Down to the final line, reproduce the entries that follow exactly.

----

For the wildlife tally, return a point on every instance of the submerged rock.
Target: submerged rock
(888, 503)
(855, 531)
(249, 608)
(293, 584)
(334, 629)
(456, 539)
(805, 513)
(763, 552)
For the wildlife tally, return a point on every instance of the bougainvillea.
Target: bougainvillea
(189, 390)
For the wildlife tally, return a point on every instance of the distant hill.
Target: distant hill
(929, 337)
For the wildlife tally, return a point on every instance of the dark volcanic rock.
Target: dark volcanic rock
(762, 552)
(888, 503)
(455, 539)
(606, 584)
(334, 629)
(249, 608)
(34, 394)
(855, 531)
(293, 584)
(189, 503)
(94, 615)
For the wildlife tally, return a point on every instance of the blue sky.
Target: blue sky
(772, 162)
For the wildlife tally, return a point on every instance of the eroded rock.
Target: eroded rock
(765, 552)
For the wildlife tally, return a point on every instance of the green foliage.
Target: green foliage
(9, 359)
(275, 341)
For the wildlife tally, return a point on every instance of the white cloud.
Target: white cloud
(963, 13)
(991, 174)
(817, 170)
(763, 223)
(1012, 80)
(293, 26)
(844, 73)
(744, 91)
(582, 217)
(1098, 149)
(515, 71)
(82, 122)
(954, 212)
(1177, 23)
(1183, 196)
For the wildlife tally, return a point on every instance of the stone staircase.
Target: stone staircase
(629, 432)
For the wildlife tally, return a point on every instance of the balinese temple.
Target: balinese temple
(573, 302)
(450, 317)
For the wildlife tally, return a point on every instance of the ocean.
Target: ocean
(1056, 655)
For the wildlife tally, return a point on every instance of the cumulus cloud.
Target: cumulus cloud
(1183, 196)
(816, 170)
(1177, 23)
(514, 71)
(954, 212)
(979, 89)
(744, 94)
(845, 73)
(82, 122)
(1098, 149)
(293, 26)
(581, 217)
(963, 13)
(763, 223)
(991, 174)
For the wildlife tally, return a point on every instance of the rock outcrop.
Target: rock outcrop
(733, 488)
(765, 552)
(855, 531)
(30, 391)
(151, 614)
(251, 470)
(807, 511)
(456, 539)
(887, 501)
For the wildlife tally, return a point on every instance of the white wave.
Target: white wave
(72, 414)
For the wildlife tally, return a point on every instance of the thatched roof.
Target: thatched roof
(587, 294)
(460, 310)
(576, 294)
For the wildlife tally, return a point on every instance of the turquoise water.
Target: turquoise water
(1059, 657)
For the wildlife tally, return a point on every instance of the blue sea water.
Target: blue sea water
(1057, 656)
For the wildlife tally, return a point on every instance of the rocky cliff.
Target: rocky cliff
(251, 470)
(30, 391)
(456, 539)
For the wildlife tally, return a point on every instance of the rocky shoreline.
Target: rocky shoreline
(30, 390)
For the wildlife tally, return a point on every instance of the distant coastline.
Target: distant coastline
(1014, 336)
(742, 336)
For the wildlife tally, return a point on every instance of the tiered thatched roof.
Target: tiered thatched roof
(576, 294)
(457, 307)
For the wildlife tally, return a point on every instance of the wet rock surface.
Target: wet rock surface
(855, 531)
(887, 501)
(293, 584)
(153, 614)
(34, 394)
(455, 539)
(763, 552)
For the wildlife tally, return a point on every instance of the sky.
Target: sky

----

*Result of the exercise*.
For the wildlife tally, return a point on every instance of the submerged rock.
Target: submerged rock
(888, 503)
(855, 531)
(249, 608)
(293, 584)
(334, 629)
(456, 539)
(805, 513)
(763, 552)
For the wildlife tally, return a point on every instance of the bougainvillea.
Target: bougainvillea
(189, 390)
For the wildlife tally, return a point on every instance of the distant hill.
Target: distant hill
(929, 337)
For the wildlife tally, return a point on every instance of the dark volcanic rock.
Target: dark volcanic rock
(762, 552)
(888, 503)
(455, 539)
(606, 584)
(334, 629)
(249, 608)
(34, 394)
(855, 531)
(293, 584)
(189, 503)
(94, 615)
For the wildlife tally, return a point on every instance of the blue sky.
Target: blue sky
(772, 162)
For the wildlife tally, return a point on every instance of the eroded rock.
Target: eroded rock
(765, 552)
For the wildlife tally, return a point on every instance of the green foliage.
Target: green foliage
(9, 359)
(275, 341)
For the wildlife tally, return a point on every instance of the white cloud.
Target: white cloud
(963, 13)
(991, 174)
(817, 170)
(763, 223)
(1012, 80)
(293, 26)
(844, 73)
(744, 91)
(582, 217)
(1098, 149)
(515, 71)
(82, 122)
(954, 212)
(1177, 23)
(1183, 196)
For the wildlife tally, return a point on every instance of the stone staircase.
Target: stone staircase
(629, 432)
For the wildlife tally, return a point on every instance of the balinese temple.
Target: balinese temple
(573, 302)
(450, 317)
For the wildlife tally, return a point on every instance of the ocean.
Target: ocean
(1056, 655)
For the wildlife tally, return a point on every instance of the cumulus cloud.
Target: cumulus cloud
(1183, 196)
(816, 170)
(1177, 23)
(514, 71)
(954, 212)
(979, 89)
(744, 94)
(845, 73)
(82, 122)
(1098, 149)
(293, 26)
(581, 217)
(963, 13)
(763, 223)
(991, 174)
For the wildlife tally, return a point on every instance of the rock outcrop.
Target: rock outcrop
(733, 488)
(765, 552)
(855, 531)
(30, 391)
(151, 614)
(251, 470)
(807, 511)
(456, 539)
(887, 501)
For the wildlife tally, return a point on every instance of the white wave.
Target: white wave
(72, 414)
For the wildlife tally, return a point on every instance of the thatched roof.
Target: thatched roof
(587, 294)
(460, 310)
(576, 294)
For the wildlife tally, return a point on every instance of the turquoise water.
Target: turquoise water
(1059, 657)
For the wildlife tally, return a point on every instance of the blue sea water.
Target: blue sea water
(1057, 656)
For the wildlife tally, return a point on every instance of the rocky cliff.
Target: rocky cliff
(251, 470)
(30, 391)
(456, 539)
For the wildlife tally, return a point on every instance of the rocky shoreline.
Target: rocky shoreline
(30, 390)
For the wildlife tally, return a point on every instance of the distant coastline.
Target: distant coastline
(1014, 336)
(742, 336)
For the wildlife tally, return a point on every instance of the tiered thatched roof.
Target: tiered thatched roof
(576, 294)
(457, 307)
For the wildlife tally, return a point on every instance of the wet rock surface.
Target: wet rock surface
(855, 531)
(887, 501)
(293, 584)
(153, 614)
(34, 394)
(455, 539)
(763, 552)
For the wildlife tally, return a point on every instance of the sky.
Target: sky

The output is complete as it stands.